_EXERCISE REQUIREMENTS_
Return the records below from the line containing "of the gray" onward, exactly, through and including the last line.

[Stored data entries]
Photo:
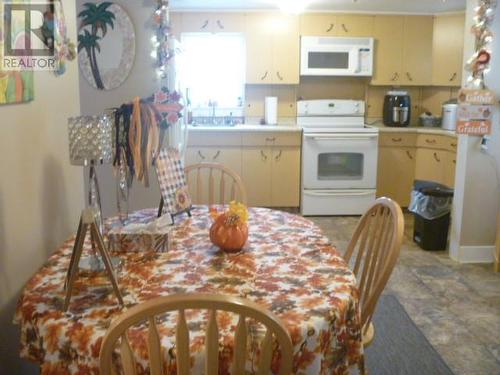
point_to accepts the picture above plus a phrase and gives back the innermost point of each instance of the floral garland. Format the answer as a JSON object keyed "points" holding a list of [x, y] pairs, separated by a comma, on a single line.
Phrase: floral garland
{"points": [[64, 48], [479, 63], [163, 51]]}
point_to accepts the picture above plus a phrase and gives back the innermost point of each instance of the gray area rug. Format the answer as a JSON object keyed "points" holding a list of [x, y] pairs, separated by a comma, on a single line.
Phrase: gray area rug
{"points": [[399, 347]]}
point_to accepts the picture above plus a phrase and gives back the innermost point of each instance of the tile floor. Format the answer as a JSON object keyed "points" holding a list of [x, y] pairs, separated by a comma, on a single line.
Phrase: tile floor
{"points": [[456, 306]]}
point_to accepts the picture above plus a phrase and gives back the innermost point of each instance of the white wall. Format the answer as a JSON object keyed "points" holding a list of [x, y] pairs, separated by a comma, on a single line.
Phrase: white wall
{"points": [[477, 185], [142, 82], [41, 194]]}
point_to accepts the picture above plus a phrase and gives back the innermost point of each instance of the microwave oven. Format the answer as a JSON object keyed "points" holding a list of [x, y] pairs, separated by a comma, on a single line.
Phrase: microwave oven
{"points": [[336, 56]]}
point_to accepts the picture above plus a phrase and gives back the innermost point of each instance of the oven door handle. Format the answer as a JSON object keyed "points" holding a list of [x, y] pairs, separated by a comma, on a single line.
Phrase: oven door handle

_ANSWER TO THE EXERCISE_
point_to accepts the picture above plus a phrase and gives back the innermost point of each instance of the gray area rug. Format the answer as a JSON object keyed "points" holding a list of [x, y] pairs, separated by a comma, on a single line.
Phrase: gray area rug
{"points": [[399, 347]]}
point_to accepts the picture above plus a phrase and gives back the innermost point of each instance of the tile floor. Format the answer as a JSON object keyed "points" holding a list of [x, y] pairs, separated by a comma, on a single line.
Phrase: tile floor
{"points": [[456, 306]]}
point_to accepts the picture above plus a phrase and gives back the innermost point of each instance of the white wall. Format the answer as a JSON object keyed "points" holding a list of [x, y] pairs, separated by a comma, on a single line.
Phrase: white wall
{"points": [[477, 185], [142, 82], [41, 194]]}
point_to accepts the picture above plus a phrase and gives back the innermost point of each instance of the microwave oven. Format the answer as a JSON object keyed "points" holding a list of [x, y] pairs, separated by a comma, on a single line.
Phrase: microwave oven
{"points": [[336, 56]]}
point_to accepts the picture above plus a phrase and gives back the innermost point of each instance of the oven door handle. Format the answer as a JSON object keyed "points" holding a list of [x, y] pairs, separated by a comma, on a single line.
Phrase: oven door handle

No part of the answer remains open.